Your objective
Report every line of the data that includes "number".

START Exercise materials

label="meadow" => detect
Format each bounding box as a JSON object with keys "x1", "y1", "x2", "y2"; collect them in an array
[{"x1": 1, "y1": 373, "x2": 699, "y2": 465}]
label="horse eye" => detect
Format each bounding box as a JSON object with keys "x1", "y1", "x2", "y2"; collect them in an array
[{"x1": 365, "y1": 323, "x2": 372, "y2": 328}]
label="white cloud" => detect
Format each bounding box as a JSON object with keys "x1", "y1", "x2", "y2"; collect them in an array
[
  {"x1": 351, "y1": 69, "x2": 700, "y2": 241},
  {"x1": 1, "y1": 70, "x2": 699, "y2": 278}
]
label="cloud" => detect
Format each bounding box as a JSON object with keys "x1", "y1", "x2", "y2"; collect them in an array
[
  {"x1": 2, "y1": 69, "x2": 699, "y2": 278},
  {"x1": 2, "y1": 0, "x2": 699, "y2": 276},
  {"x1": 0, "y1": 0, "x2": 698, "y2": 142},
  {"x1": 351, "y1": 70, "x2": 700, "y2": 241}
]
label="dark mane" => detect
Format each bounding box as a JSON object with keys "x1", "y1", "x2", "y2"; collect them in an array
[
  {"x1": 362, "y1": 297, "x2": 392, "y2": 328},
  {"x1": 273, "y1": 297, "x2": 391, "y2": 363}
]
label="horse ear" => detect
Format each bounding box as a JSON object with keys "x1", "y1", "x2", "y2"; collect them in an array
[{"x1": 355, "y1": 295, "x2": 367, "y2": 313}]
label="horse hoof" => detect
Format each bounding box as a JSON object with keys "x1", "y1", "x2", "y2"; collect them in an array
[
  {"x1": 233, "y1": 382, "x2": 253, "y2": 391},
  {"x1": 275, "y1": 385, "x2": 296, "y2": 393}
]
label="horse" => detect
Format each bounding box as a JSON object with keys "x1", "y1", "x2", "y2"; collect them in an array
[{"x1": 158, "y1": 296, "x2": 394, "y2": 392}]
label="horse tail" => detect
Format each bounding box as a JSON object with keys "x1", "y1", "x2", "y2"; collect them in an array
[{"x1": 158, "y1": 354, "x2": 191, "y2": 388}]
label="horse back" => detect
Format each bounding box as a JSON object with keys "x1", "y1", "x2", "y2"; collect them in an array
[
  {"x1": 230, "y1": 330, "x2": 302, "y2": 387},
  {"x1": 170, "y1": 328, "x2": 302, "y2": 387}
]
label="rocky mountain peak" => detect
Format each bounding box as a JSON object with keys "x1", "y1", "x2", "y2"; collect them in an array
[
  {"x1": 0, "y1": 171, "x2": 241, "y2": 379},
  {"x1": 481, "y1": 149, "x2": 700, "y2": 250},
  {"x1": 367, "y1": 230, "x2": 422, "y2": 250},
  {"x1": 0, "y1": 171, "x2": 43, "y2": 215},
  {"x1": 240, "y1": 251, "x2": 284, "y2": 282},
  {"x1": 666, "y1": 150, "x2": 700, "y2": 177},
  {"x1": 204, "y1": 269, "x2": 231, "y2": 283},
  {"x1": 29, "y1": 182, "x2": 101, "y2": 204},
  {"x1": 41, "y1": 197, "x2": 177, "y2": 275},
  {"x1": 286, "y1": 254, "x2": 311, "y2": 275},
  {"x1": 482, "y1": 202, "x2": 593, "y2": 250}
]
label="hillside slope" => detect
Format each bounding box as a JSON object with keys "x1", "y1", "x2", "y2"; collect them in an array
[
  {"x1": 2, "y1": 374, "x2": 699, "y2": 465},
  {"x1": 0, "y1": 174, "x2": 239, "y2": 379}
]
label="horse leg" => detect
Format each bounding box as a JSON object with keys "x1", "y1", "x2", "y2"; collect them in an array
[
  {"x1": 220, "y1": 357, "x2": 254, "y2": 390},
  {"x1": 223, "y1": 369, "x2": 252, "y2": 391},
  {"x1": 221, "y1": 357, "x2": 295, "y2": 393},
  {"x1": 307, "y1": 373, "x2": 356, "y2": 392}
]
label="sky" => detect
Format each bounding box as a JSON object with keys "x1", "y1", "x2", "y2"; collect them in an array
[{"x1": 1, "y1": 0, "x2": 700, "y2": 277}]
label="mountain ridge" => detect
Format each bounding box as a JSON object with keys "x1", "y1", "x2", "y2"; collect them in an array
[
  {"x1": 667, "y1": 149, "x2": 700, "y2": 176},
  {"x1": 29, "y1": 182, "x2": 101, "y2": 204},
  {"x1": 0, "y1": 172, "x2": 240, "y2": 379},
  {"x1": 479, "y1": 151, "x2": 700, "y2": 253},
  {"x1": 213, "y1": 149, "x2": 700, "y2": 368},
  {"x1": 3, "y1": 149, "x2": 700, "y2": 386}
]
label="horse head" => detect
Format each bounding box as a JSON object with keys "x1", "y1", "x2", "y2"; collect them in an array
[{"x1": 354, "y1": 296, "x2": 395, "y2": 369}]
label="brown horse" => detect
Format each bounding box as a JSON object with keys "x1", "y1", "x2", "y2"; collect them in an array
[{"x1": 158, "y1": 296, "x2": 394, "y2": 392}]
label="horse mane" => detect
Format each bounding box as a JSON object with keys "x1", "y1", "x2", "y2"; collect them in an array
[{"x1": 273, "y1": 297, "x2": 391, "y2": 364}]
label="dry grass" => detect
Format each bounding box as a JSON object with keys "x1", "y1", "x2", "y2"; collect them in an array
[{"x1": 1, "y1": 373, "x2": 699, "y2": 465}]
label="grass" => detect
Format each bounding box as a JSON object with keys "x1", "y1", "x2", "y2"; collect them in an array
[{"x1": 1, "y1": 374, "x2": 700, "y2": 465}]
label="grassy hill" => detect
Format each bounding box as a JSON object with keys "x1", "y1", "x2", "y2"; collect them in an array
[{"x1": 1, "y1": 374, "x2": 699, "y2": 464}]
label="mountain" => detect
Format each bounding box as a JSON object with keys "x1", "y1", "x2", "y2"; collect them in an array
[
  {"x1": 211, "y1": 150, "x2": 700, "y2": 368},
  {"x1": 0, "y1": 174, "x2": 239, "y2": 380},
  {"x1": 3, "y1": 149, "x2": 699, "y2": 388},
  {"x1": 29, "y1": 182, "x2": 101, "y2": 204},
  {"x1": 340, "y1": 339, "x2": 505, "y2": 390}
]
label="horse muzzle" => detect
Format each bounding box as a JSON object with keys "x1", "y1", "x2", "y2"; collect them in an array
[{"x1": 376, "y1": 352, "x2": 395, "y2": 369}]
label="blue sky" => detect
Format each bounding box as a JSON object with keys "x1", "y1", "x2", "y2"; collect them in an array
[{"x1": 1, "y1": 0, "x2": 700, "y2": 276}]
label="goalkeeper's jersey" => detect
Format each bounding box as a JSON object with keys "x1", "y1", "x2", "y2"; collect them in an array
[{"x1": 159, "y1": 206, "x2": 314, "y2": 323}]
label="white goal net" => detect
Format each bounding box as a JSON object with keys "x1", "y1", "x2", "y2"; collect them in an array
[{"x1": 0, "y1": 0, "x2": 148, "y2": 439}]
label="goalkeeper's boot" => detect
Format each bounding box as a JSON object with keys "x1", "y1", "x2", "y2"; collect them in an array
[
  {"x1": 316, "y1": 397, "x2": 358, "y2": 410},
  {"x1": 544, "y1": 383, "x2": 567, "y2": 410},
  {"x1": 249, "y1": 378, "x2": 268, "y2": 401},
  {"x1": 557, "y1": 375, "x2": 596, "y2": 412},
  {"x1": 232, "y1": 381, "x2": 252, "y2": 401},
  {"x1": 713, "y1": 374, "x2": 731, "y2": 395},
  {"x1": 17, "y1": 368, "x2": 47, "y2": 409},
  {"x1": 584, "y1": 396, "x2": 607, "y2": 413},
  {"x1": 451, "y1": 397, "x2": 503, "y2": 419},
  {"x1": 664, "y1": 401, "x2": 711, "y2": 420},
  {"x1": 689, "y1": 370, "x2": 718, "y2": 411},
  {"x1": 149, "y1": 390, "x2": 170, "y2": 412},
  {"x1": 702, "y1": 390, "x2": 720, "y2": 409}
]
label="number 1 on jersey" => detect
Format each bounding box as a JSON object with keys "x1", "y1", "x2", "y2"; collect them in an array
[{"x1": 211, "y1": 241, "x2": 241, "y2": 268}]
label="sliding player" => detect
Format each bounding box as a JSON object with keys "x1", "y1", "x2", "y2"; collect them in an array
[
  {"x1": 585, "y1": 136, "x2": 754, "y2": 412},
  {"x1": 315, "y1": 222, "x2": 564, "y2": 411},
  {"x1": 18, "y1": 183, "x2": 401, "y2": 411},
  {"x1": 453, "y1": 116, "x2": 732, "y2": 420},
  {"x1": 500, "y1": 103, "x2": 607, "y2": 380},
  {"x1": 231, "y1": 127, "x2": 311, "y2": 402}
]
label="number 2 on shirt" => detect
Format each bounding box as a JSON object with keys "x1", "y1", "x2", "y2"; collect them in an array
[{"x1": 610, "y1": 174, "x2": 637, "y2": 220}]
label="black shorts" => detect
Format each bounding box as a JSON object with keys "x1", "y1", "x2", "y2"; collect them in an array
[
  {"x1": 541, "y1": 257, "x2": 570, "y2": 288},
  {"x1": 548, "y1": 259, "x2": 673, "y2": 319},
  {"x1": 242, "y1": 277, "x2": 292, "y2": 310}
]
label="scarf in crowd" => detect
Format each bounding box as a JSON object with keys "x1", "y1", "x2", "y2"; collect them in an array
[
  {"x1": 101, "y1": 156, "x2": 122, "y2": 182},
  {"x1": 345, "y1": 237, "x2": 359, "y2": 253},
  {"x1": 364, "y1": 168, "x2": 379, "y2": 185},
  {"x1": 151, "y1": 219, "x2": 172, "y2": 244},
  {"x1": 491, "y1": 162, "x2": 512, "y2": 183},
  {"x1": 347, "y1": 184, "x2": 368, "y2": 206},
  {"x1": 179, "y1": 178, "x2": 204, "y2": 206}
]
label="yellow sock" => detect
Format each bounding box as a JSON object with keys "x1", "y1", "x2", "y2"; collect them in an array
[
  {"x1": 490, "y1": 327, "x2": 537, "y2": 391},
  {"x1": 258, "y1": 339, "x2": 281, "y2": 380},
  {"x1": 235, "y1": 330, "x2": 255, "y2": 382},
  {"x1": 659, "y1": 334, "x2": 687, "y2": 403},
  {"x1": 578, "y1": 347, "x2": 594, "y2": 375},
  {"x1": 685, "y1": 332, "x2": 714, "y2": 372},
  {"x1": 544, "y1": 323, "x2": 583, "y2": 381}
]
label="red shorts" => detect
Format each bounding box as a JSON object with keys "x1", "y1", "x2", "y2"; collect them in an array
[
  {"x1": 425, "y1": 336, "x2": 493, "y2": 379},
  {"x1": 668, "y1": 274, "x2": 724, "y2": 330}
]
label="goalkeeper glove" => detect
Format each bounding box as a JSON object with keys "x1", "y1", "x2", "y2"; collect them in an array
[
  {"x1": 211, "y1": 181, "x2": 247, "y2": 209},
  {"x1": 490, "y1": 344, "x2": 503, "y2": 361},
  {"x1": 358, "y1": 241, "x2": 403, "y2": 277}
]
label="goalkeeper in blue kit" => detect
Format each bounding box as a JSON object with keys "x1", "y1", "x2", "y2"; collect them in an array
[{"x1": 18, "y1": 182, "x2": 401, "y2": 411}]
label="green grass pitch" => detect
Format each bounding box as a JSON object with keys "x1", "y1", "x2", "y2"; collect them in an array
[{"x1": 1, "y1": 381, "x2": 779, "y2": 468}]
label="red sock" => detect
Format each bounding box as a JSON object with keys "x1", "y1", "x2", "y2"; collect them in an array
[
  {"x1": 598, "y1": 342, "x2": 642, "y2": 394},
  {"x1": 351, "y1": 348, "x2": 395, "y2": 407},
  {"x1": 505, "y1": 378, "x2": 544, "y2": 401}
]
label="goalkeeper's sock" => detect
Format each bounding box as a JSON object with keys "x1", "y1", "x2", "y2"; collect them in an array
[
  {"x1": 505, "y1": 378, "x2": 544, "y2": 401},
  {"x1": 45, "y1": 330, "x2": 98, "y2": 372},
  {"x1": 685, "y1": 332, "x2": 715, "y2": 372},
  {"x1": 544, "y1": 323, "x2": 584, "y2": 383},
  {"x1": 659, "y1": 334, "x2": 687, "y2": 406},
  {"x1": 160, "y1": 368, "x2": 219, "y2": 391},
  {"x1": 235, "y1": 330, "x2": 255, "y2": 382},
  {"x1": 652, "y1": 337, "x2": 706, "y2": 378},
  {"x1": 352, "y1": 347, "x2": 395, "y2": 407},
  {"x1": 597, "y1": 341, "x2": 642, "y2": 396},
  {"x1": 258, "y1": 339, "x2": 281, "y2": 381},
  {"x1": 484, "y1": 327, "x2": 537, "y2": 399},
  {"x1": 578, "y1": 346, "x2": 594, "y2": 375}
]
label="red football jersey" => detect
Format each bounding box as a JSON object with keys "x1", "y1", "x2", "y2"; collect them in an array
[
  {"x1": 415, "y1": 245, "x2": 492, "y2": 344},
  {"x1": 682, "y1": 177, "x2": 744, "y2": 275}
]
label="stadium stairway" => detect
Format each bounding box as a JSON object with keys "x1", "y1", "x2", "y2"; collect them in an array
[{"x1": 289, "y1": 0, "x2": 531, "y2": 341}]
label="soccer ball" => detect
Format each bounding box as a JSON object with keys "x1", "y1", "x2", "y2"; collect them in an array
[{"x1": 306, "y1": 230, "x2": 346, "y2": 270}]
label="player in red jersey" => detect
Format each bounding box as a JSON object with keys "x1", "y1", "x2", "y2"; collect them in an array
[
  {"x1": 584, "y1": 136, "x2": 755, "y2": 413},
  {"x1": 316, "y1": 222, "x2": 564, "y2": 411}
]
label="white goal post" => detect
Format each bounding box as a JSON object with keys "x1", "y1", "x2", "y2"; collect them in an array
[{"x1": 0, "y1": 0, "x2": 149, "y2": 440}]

END Exercise materials

Exercise response
label="number 1 on jersey" => detect
label="number 2 on shirt" => detect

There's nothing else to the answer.